TASK STATEMENT:
Please retype the records below exactly, from the first line down to and including the line with "# Respond with".
+++ SUPPLIED MATERIAL
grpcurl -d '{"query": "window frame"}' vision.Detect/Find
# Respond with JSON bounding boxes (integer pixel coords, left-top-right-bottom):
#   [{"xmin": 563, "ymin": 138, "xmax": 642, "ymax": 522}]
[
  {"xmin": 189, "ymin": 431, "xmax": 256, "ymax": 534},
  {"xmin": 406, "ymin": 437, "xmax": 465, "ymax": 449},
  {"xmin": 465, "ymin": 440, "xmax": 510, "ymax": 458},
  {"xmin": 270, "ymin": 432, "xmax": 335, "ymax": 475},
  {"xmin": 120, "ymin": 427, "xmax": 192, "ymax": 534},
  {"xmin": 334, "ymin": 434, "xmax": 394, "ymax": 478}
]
++++++
ANSWER SPACE:
grpcurl -d '{"query": "window frame"}' vision.Detect/Find
# Respond with JSON bounding boxes (integer pixel coords, left-top-right-bottom):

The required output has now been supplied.